## [Problem description]
Only the lines from the one containing "pane. Write the coordinates, one line per instance." through the last line of the data are to be written out, exactly and in full.

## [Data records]
#####

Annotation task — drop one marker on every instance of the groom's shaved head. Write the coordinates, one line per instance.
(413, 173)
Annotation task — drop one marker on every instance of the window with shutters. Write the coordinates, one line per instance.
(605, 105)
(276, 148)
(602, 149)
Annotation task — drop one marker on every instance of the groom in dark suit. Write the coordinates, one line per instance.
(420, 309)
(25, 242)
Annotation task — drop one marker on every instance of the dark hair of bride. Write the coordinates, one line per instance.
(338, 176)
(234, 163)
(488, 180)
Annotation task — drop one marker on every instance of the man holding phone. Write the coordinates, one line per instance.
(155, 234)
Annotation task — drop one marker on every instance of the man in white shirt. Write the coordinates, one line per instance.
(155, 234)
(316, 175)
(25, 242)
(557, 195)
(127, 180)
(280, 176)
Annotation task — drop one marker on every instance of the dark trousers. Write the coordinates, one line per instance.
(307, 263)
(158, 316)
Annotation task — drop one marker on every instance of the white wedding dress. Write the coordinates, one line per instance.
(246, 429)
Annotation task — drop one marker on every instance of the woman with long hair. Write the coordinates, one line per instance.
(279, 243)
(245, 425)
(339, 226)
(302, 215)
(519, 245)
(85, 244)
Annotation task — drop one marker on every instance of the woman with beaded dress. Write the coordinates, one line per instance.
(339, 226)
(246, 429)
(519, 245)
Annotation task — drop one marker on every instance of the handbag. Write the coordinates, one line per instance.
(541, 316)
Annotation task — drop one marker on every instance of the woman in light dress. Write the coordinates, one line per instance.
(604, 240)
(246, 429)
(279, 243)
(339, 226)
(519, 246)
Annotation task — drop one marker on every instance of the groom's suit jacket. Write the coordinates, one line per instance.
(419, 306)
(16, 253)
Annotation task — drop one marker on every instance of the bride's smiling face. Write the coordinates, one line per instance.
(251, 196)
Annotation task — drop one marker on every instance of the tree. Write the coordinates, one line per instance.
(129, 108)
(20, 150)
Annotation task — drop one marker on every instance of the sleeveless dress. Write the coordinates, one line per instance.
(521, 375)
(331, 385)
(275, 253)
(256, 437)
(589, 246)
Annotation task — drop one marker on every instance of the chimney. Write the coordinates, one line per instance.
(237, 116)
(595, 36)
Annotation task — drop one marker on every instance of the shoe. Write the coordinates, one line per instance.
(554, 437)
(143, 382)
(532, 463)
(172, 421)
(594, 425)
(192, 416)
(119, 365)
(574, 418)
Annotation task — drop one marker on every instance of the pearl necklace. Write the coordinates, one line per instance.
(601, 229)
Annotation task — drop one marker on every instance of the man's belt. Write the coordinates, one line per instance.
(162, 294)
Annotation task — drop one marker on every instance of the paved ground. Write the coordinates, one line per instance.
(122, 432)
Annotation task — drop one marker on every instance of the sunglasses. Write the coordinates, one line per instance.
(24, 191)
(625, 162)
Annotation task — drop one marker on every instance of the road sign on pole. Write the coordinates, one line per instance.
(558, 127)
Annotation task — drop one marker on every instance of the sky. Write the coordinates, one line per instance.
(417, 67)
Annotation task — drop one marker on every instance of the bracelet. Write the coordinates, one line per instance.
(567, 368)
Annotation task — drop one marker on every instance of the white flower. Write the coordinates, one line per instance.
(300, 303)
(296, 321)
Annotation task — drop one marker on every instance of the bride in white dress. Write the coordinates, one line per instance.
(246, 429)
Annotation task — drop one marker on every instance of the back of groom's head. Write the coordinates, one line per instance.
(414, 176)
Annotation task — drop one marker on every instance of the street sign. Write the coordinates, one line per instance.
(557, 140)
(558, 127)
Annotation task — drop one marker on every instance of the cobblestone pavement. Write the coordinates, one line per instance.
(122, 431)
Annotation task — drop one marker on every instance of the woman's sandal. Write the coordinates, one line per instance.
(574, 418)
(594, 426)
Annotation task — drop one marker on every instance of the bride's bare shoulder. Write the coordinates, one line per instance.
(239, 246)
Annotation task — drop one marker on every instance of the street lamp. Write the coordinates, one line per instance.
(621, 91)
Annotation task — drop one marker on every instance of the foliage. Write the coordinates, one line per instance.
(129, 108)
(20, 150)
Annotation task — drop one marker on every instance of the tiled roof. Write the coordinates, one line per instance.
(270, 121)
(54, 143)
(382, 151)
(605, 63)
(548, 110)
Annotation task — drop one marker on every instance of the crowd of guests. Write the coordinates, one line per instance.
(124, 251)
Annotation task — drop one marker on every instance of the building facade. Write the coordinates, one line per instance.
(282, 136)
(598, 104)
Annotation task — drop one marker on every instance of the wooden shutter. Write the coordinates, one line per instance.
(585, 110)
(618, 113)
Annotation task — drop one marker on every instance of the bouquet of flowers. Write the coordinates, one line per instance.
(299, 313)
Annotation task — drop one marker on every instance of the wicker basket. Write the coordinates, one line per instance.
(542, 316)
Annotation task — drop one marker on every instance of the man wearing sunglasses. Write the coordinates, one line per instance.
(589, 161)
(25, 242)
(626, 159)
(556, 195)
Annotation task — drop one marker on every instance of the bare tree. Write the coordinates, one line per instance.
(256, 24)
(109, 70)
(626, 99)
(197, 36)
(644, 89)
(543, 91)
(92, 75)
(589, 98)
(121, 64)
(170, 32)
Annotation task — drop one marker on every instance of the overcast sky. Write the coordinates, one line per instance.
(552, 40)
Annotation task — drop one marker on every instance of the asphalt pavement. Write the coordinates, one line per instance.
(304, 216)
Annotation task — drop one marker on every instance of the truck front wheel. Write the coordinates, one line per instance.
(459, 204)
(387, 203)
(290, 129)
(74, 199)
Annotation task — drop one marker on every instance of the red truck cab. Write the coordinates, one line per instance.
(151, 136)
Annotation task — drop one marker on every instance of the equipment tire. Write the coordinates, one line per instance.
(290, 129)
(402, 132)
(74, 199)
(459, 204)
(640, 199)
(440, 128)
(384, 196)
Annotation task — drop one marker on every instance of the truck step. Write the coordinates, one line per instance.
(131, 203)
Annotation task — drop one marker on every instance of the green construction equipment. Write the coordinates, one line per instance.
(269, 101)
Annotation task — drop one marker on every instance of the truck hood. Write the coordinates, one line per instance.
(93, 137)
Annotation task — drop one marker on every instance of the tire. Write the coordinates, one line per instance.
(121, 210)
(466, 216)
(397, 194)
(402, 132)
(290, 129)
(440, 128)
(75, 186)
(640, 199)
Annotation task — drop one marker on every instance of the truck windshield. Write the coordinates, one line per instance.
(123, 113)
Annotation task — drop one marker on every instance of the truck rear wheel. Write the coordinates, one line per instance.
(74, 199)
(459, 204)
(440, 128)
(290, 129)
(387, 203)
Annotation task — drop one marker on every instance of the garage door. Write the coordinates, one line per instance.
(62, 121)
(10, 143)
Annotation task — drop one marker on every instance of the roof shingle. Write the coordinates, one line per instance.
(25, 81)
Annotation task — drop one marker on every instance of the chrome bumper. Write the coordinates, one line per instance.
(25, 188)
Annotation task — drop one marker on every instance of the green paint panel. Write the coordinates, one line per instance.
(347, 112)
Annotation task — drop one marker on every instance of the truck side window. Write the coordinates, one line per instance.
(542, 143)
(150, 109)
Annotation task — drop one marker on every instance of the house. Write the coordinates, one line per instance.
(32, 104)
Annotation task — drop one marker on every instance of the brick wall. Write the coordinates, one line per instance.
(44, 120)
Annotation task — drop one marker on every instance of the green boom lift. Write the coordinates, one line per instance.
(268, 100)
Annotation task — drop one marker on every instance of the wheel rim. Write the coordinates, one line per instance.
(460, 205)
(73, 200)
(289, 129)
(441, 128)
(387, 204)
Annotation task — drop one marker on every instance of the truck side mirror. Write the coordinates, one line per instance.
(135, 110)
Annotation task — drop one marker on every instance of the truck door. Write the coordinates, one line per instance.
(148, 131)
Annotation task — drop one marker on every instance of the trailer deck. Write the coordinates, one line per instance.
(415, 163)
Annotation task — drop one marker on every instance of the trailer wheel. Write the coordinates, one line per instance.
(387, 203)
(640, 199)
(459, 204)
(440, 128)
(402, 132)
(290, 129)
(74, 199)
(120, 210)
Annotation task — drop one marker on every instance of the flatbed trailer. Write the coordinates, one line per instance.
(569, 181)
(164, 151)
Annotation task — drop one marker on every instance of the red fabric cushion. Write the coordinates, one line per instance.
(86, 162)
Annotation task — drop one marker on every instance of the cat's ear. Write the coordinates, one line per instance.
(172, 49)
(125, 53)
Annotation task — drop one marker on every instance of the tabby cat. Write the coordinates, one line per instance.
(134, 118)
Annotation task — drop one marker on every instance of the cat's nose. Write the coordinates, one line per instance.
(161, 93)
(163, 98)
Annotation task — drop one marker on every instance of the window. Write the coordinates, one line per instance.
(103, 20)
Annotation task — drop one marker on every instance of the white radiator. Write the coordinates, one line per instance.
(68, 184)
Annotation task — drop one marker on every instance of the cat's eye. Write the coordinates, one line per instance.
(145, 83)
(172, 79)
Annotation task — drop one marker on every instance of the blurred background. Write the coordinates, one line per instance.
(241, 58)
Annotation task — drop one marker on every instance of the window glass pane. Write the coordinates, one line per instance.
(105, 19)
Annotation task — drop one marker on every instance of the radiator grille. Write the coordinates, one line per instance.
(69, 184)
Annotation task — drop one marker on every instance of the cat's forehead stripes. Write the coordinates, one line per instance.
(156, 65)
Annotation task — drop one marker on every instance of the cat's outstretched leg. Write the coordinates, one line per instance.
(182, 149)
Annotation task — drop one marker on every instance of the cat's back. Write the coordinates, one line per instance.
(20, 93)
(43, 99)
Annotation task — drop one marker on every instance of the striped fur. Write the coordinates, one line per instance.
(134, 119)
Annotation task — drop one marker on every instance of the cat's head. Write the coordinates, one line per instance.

#####

## [Your response]
Annotation task — drop one marker on every instance of the window glass pane. Write the coordinates, one line per instance.
(105, 19)
Annotation task — drop one marker on every instance of the radiator grille. Write the coordinates, one line per instance.
(69, 184)
Annotation task — drop one marker on every instance of the cat's forehead stripes. Write the coordinates, one line per instance.
(156, 65)
Annotation task — drop one marker on every instance of the cat's outstretched leg. Write the coordinates, one line per instance.
(182, 149)
Annotation task — drop one marker on every instance of the cat's back. Write the coordinates, one line per instance.
(20, 93)
(43, 99)
Annotation task — drop one marker on every instance of the striped fur. Write the coordinates, one line per instance.
(134, 119)
Annotation task — drop one marker on every instance of the cat's head. Write the coordinates, one line per instance.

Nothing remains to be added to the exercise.